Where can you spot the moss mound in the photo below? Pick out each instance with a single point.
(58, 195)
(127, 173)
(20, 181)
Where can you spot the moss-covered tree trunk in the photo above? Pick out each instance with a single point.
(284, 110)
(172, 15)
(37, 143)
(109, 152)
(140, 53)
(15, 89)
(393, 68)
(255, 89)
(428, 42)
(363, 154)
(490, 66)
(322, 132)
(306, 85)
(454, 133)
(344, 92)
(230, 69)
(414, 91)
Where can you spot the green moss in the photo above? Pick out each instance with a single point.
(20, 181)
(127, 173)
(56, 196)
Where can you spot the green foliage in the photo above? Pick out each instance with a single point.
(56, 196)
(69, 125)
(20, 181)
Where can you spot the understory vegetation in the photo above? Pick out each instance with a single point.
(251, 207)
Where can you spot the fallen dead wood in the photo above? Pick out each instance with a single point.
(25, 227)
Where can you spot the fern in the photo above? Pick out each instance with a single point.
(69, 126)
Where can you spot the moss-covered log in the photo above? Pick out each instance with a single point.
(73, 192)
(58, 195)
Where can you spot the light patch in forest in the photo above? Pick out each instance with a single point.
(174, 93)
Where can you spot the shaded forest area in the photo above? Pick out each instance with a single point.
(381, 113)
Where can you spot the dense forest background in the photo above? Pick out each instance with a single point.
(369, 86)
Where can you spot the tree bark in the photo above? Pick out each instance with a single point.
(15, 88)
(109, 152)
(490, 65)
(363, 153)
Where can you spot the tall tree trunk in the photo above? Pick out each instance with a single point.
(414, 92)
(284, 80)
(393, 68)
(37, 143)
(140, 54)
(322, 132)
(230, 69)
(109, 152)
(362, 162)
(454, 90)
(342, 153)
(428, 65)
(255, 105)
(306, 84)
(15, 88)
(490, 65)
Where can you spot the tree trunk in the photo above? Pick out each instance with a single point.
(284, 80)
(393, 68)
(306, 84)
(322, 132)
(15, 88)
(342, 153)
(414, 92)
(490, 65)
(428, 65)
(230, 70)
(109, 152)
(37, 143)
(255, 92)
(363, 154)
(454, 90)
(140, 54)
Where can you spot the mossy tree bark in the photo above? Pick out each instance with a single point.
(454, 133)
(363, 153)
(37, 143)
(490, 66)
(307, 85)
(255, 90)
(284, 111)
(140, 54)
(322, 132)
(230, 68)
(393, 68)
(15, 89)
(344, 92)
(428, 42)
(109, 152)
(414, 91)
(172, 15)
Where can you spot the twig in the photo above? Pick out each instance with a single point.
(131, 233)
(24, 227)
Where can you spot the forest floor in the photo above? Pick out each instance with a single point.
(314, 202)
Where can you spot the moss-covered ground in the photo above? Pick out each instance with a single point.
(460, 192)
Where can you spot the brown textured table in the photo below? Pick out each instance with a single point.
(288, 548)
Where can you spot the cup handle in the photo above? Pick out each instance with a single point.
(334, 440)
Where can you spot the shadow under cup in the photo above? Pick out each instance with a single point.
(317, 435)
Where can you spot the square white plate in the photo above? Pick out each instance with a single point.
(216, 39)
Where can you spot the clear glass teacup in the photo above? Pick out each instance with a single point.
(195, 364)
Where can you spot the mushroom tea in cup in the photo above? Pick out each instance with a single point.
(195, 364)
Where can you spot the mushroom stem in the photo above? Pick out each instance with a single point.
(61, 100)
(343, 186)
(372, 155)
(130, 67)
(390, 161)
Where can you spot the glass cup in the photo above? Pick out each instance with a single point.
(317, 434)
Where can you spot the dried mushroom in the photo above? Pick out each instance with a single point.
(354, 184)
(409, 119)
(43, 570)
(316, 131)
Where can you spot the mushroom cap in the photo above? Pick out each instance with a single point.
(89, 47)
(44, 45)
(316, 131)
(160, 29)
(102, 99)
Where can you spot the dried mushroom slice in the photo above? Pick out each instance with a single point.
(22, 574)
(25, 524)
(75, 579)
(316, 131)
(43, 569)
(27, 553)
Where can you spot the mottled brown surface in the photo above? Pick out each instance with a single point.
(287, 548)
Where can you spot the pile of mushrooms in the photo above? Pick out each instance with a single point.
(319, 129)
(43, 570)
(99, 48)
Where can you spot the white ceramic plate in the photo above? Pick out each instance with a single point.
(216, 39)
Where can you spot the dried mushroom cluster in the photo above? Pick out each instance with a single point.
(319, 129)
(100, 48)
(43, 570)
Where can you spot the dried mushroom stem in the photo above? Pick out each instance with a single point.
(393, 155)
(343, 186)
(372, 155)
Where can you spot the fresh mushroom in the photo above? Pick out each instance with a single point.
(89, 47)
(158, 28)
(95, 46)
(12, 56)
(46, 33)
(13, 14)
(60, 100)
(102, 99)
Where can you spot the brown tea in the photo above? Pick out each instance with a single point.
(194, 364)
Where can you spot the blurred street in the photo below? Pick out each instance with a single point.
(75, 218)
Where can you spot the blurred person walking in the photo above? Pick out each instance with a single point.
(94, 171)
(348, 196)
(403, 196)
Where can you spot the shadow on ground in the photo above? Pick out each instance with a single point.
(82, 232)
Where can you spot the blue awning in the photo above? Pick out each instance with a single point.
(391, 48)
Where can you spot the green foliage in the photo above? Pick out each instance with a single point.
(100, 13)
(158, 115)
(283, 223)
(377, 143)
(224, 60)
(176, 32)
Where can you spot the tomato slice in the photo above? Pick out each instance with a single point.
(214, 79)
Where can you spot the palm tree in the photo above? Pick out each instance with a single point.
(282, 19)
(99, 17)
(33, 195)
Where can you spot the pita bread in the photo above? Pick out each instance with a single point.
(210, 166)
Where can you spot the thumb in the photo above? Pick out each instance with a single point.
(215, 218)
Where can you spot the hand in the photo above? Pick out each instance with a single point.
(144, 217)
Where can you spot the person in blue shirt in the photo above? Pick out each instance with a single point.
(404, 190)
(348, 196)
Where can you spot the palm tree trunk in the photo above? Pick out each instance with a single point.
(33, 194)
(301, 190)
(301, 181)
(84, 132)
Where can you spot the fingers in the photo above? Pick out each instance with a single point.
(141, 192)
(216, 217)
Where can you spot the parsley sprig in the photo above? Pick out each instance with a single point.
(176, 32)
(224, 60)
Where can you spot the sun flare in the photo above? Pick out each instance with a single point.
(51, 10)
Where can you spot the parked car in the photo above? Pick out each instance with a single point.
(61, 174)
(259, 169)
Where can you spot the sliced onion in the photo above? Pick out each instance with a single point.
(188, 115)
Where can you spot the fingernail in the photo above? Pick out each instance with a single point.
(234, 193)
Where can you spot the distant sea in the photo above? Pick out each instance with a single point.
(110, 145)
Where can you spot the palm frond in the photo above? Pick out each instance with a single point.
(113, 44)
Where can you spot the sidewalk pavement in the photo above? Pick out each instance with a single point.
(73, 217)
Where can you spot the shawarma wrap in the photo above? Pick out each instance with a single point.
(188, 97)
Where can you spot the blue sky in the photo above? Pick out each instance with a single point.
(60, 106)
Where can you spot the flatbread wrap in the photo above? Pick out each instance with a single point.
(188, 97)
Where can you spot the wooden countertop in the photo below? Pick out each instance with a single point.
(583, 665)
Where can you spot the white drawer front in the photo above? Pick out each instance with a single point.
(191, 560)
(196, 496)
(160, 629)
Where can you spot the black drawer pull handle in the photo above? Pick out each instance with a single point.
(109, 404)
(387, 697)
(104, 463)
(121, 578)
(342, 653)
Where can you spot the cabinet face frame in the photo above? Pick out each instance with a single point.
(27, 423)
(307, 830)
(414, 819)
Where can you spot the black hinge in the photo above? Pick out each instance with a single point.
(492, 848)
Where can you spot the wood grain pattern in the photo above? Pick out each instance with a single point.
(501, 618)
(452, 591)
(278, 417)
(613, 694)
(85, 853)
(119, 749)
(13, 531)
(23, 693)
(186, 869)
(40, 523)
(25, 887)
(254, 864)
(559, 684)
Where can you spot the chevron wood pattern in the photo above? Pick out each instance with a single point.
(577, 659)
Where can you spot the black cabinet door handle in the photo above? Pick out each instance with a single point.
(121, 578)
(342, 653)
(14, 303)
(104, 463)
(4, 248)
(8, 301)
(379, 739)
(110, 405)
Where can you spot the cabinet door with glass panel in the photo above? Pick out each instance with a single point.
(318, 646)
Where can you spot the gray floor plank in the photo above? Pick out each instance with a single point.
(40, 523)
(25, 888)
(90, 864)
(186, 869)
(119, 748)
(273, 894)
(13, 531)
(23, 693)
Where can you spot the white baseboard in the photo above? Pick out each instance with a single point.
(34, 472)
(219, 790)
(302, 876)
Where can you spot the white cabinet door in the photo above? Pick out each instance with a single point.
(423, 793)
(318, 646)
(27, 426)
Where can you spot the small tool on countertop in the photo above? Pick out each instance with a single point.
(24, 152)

============================================================

* **AIM**: Repeat only what runs from the line holding "Where can you spot the gray" to the end of the data, keeping every line exactly as written, first and last included.

* **SOLUTION FOR THIS EXERCISE**:
Where can you spot the gray floor plank in the photo above? Pick out each instance with a single point.
(40, 523)
(25, 888)
(90, 864)
(186, 869)
(119, 748)
(273, 894)
(13, 531)
(23, 693)
Where can you spot the white baseboard in the photo above? Pick out each instance with a single point.
(34, 472)
(219, 790)
(302, 876)
Where can you spot the white cabinet door in the photo above? Pick out each instance with a single point.
(423, 793)
(318, 646)
(27, 426)
Where can you spot the small tool on countertop in the photo above? Pick out each instance with a single point.
(24, 152)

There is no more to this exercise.